**Goal of the exercise**: Return every line in the records below that contains the word "backpack", copying each line in full.
-----
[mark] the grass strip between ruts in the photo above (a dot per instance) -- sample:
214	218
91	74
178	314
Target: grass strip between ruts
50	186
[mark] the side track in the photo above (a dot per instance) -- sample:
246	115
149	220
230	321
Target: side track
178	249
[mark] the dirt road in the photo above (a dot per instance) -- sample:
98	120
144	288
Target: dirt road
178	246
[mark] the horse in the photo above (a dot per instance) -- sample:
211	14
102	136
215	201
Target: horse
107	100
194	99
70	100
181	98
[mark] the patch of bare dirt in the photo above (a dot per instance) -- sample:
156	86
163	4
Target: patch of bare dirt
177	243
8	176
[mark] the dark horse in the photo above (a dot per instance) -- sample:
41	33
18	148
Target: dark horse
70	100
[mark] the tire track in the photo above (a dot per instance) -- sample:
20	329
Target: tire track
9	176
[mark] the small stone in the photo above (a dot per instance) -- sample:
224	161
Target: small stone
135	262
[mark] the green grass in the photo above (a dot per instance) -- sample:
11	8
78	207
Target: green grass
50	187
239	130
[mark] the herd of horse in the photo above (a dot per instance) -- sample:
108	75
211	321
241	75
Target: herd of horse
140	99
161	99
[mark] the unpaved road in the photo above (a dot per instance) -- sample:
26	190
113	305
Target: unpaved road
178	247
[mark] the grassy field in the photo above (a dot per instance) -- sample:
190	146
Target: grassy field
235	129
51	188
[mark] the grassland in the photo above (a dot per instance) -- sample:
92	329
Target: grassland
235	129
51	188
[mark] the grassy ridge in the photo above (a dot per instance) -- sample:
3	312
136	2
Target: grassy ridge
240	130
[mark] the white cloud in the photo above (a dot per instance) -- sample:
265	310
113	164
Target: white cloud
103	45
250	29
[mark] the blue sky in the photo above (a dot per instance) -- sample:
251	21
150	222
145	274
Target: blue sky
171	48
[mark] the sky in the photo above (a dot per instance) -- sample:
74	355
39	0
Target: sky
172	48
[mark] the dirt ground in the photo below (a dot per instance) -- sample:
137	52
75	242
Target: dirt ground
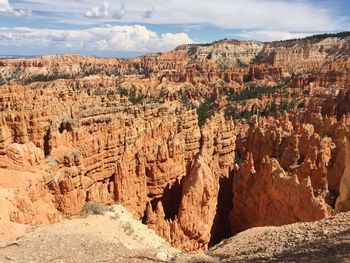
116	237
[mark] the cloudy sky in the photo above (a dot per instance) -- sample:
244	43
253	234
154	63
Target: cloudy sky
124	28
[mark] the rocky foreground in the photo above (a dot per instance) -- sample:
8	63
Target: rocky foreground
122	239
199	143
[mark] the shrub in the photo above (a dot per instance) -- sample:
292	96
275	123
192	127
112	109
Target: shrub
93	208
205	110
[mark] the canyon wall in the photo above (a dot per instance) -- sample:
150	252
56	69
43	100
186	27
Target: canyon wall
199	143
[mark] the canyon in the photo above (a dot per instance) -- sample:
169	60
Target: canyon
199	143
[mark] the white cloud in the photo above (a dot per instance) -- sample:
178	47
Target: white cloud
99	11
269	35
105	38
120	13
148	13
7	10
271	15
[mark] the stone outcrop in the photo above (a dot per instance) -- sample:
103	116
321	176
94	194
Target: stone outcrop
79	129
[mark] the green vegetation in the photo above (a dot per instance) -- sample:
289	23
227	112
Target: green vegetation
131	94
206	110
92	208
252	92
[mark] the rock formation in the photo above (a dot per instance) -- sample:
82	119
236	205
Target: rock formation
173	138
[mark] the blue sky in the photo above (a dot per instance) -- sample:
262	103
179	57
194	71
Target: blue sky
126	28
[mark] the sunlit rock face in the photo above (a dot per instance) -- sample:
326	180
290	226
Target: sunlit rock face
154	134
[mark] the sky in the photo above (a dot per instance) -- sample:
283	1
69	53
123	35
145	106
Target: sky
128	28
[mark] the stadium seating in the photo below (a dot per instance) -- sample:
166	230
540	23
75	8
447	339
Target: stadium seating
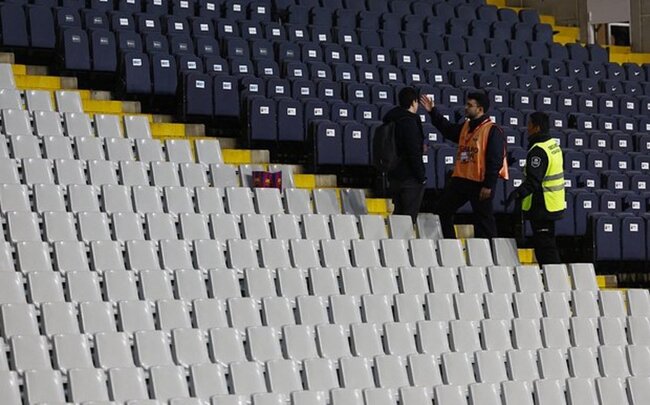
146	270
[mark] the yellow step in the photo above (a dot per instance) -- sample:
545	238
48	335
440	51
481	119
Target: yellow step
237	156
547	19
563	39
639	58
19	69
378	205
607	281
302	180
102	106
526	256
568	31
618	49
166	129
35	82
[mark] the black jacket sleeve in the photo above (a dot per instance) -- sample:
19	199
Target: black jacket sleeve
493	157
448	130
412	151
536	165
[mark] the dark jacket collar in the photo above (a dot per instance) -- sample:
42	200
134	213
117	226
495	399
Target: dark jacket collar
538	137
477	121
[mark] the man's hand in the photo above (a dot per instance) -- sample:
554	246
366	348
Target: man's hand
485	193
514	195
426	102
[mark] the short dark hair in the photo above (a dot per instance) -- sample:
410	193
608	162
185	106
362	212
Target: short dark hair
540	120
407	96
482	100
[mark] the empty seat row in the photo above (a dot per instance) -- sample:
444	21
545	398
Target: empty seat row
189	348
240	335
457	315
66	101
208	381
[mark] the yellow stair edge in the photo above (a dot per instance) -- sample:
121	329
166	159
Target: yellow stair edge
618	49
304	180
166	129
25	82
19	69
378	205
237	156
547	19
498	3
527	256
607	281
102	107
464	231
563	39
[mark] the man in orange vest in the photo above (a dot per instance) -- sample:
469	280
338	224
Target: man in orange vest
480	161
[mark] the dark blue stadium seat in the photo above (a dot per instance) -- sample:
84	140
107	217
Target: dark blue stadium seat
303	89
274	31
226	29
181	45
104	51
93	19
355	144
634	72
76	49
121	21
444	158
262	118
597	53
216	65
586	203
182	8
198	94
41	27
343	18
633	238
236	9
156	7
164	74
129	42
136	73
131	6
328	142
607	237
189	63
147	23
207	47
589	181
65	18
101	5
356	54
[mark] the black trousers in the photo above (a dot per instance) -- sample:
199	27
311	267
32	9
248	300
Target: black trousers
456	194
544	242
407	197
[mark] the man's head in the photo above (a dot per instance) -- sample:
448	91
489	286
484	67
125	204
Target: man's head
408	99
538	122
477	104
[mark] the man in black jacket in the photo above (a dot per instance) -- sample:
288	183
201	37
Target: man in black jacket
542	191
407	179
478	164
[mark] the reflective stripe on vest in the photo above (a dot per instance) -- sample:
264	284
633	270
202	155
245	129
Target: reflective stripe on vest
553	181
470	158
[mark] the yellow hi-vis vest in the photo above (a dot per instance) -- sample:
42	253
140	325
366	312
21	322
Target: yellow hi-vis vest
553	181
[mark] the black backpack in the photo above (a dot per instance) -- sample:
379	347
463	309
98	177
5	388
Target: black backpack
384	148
-----
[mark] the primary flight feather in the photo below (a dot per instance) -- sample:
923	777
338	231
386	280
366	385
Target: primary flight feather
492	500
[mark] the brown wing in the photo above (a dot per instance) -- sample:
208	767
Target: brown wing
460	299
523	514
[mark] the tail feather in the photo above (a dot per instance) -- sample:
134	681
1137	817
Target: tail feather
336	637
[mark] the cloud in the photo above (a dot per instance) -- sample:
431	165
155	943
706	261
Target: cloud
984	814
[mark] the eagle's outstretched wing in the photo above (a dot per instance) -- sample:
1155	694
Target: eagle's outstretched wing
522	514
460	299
-----
**Written response**:
[mark] the black backpack in the photo above (a dot per instance) -- sample:
Target: black backpack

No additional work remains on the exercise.